### LISTING

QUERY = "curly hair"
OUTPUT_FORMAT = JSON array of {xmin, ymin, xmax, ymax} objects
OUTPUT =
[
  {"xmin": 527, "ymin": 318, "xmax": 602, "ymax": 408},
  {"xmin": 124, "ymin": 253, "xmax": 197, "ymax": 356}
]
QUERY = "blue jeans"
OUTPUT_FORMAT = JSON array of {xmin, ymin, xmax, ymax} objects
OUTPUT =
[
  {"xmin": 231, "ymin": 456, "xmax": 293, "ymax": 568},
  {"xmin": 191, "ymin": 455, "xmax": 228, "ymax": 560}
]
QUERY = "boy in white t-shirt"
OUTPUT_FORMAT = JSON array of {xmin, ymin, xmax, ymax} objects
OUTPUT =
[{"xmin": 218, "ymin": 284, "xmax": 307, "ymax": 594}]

### SET TASK
Reproduce all of the data above verbatim, leaving every character unchanged.

### WRITTEN SOLUTION
QUERY = "curly hair"
OUTPUT_FORMAT = JSON array of {xmin, ymin, xmax, ymax} objects
OUTPUT =
[
  {"xmin": 527, "ymin": 318, "xmax": 602, "ymax": 408},
  {"xmin": 124, "ymin": 253, "xmax": 197, "ymax": 356}
]
QUERY = "blue jeans"
OUTPUT_FORMAT = JSON array of {xmin, ymin, xmax, ymax} objects
OUTPUT =
[
  {"xmin": 231, "ymin": 456, "xmax": 293, "ymax": 568},
  {"xmin": 191, "ymin": 455, "xmax": 228, "ymax": 560}
]
QUERY = "boy in white t-shirt"
OUTPUT_FORMAT = JSON array of {xmin, ymin, xmax, ymax} objects
OUTPUT =
[{"xmin": 218, "ymin": 284, "xmax": 307, "ymax": 594}]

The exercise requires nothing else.